▶ _REQUIRED WORK_: Retype the material from the line containing "Detect red wooden" through the line containing "232, 535, 472, 599", both lines included, without any changes.

- - -

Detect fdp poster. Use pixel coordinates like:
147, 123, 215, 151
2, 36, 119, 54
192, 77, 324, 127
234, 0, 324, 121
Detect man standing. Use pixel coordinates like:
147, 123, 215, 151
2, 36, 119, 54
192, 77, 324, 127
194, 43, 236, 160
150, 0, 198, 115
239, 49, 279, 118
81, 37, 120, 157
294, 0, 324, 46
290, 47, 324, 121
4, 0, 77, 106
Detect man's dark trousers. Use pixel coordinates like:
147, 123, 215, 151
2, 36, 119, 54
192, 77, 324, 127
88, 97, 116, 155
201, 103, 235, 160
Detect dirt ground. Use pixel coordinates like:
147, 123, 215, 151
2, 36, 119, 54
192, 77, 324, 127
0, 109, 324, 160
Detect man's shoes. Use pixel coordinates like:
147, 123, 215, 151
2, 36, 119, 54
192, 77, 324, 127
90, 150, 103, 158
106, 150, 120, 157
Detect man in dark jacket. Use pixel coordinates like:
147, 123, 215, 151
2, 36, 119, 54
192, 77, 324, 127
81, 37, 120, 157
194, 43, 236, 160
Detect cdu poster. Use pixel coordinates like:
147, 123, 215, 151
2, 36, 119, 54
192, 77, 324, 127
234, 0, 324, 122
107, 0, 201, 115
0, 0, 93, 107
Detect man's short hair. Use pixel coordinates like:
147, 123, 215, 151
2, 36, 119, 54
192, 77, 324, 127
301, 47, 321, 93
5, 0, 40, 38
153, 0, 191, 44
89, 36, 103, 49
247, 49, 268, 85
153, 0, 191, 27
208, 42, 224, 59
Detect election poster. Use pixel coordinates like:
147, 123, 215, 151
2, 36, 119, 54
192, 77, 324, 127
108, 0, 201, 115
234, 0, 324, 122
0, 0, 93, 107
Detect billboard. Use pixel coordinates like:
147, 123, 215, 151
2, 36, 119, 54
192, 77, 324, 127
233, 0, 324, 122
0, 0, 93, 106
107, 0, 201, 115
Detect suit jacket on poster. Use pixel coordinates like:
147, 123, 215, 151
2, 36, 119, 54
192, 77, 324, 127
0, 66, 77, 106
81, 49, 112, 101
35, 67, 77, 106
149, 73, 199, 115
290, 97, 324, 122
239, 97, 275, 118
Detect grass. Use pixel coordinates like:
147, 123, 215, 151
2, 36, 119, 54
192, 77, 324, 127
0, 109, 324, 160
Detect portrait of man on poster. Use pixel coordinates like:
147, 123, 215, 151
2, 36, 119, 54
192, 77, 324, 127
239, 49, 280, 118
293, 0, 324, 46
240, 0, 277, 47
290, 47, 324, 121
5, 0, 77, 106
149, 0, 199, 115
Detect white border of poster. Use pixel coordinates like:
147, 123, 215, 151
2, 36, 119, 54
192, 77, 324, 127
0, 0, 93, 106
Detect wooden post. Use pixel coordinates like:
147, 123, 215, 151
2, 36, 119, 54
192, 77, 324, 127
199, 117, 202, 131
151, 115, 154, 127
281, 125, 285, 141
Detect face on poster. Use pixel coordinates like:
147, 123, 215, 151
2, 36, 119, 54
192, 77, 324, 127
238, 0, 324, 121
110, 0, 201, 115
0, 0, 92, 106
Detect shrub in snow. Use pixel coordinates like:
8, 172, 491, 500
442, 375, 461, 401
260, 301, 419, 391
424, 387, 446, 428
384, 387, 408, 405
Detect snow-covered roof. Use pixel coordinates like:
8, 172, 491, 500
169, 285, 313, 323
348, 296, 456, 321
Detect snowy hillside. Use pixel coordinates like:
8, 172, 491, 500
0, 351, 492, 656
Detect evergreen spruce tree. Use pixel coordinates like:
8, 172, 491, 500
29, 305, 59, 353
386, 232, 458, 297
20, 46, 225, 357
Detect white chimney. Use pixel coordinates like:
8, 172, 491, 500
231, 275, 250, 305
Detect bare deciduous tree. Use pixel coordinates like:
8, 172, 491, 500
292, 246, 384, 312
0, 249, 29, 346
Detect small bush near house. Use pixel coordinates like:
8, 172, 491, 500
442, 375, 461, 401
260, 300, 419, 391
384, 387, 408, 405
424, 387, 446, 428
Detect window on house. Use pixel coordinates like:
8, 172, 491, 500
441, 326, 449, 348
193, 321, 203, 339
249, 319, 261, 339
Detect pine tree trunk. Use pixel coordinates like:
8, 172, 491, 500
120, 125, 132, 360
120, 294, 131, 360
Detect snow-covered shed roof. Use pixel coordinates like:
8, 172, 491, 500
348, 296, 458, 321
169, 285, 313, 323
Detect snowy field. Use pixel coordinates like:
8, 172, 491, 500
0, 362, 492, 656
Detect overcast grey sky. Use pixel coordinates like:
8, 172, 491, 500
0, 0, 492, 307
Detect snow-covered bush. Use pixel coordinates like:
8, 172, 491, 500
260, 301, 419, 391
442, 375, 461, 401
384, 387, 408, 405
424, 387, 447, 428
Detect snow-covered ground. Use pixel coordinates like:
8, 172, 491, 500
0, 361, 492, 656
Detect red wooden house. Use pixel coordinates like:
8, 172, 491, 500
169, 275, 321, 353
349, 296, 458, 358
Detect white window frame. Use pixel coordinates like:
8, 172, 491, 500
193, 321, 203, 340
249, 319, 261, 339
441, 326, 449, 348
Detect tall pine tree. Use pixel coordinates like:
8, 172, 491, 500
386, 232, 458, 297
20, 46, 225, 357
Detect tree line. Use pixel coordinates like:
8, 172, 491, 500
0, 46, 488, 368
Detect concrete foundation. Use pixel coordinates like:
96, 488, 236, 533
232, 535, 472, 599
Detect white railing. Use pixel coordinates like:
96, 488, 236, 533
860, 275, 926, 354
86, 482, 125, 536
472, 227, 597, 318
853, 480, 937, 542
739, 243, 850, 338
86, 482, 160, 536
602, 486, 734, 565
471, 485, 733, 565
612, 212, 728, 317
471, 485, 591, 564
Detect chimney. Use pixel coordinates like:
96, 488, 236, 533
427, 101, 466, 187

- - -

▶ _WORKED SOLUTION_:
Detect red wooden house. Use pixel coordinates like:
8, 172, 491, 500
169, 275, 321, 353
349, 296, 458, 358
Detect white window frame. Use pixel coordinates like:
8, 172, 491, 500
193, 321, 203, 340
249, 319, 261, 339
441, 326, 449, 348
Detect tall pine tree. Use pixel coordinates like:
8, 172, 491, 500
386, 232, 458, 297
20, 46, 225, 357
Detect tree line. Use pixel coordinates like:
8, 172, 491, 500
0, 46, 488, 368
Detect concrete foundation. Use pixel coordinates like:
96, 488, 236, 533
232, 535, 472, 599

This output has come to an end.